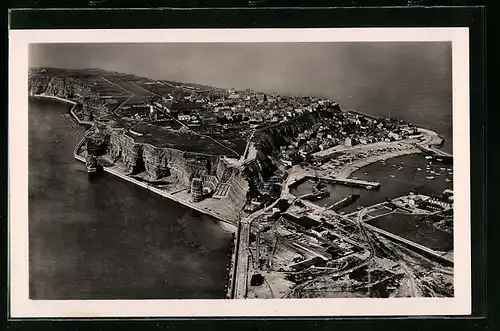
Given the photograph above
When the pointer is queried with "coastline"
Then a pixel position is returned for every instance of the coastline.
(226, 224)
(236, 280)
(348, 170)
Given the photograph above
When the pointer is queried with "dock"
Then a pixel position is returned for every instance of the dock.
(194, 206)
(444, 258)
(353, 182)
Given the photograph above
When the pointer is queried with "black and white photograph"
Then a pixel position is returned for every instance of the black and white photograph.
(243, 172)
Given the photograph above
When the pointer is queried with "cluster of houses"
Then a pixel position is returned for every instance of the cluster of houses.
(346, 128)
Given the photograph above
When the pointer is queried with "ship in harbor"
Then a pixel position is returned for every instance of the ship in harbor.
(319, 191)
(91, 164)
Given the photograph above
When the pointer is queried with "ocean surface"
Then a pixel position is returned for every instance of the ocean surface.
(104, 238)
(397, 176)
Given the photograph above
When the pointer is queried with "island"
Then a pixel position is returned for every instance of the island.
(240, 156)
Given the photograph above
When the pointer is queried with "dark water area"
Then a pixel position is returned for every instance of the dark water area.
(404, 180)
(104, 238)
(416, 229)
(406, 80)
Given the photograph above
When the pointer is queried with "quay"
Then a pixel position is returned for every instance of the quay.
(335, 180)
(242, 262)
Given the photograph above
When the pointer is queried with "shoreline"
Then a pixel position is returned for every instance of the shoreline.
(348, 170)
(225, 223)
(235, 285)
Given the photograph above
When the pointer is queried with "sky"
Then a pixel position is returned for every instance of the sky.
(411, 80)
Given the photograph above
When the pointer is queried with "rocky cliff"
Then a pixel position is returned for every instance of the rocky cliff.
(269, 139)
(156, 163)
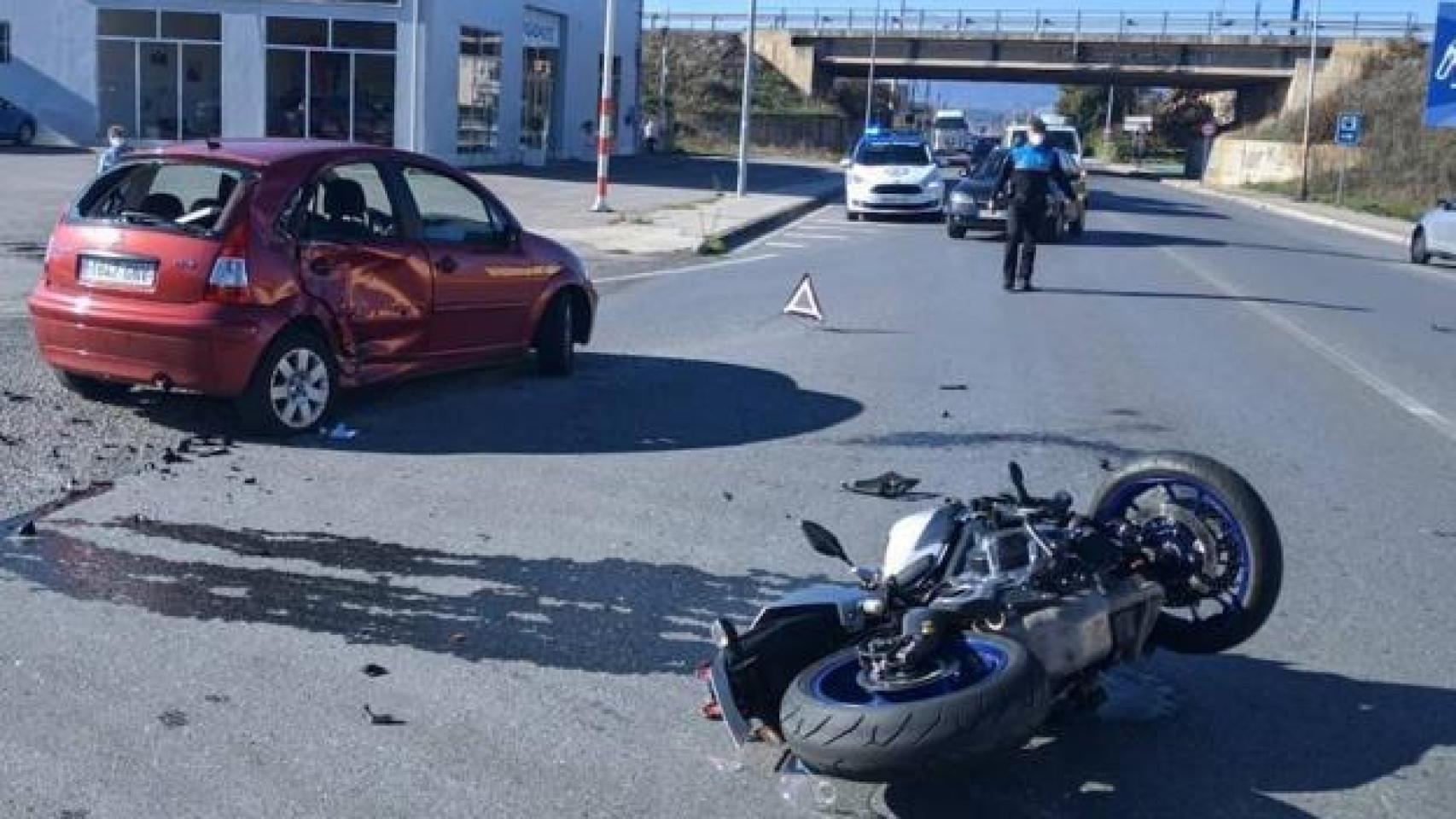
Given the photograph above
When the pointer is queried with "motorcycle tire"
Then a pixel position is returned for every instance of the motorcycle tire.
(1253, 523)
(862, 736)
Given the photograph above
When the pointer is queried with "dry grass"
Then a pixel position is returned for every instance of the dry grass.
(1406, 166)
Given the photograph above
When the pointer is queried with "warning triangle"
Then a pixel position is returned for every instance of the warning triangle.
(804, 301)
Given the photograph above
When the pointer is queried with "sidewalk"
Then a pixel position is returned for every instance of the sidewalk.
(1354, 222)
(663, 204)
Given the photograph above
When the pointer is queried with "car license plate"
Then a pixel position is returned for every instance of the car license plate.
(125, 272)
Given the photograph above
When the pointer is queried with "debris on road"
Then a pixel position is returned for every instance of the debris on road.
(888, 485)
(340, 433)
(381, 719)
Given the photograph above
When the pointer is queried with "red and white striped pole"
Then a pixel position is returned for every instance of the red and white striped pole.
(606, 109)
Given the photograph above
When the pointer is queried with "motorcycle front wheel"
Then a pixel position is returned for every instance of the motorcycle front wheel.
(1220, 561)
(837, 726)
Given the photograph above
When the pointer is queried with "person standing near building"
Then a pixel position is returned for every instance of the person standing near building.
(649, 134)
(1025, 181)
(117, 148)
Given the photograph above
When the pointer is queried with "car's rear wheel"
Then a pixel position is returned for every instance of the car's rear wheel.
(556, 338)
(92, 389)
(1420, 253)
(293, 387)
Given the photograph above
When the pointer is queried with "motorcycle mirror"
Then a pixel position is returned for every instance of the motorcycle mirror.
(824, 542)
(1018, 480)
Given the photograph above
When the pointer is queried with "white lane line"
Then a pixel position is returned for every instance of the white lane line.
(688, 270)
(1382, 387)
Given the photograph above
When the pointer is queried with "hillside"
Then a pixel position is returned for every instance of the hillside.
(1404, 167)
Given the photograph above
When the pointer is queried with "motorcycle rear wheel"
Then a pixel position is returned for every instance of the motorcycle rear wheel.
(1243, 596)
(839, 728)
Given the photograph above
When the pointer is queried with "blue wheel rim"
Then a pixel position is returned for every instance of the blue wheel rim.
(839, 681)
(1197, 498)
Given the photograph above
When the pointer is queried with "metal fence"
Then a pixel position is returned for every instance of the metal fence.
(1051, 24)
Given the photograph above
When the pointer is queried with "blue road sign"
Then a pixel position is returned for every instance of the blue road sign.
(1441, 89)
(1348, 128)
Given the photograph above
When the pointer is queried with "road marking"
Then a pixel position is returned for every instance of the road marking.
(1327, 351)
(689, 268)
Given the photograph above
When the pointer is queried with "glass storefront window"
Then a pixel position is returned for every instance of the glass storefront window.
(159, 74)
(287, 113)
(340, 88)
(480, 92)
(375, 99)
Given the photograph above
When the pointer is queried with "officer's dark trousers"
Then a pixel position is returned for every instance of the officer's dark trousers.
(1022, 224)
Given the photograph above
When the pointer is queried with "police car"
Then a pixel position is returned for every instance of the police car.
(891, 173)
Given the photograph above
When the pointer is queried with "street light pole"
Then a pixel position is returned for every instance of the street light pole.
(870, 84)
(1309, 101)
(606, 108)
(746, 111)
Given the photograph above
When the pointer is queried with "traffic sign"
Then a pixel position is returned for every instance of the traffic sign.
(804, 301)
(1348, 128)
(1441, 86)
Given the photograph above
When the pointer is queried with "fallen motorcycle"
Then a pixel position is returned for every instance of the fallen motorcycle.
(990, 613)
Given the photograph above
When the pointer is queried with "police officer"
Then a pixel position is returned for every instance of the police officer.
(1025, 181)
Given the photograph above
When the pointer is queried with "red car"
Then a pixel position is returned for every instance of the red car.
(278, 271)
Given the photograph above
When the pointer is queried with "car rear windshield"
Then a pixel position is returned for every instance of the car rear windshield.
(188, 197)
(890, 153)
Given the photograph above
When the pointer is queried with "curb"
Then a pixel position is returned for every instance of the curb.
(1287, 212)
(734, 237)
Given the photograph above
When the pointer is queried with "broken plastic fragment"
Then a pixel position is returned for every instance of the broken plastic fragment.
(888, 485)
(340, 433)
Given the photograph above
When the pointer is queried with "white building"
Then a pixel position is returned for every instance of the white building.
(495, 80)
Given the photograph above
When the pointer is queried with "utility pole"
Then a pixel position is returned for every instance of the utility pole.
(661, 73)
(1111, 98)
(746, 111)
(1309, 99)
(870, 84)
(606, 124)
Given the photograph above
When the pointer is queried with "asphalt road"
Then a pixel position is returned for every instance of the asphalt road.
(536, 562)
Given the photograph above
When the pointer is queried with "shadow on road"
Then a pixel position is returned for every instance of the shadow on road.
(1203, 297)
(614, 404)
(1149, 206)
(676, 171)
(604, 616)
(1254, 729)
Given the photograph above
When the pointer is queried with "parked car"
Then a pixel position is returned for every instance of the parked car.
(1435, 236)
(891, 173)
(16, 124)
(975, 202)
(278, 271)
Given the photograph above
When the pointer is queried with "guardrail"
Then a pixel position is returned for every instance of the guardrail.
(1051, 24)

**Aim of the exercise:** How many lines in the items above contain the string "ship", with case counting? Reply with the number alone.

**Correct output:** 2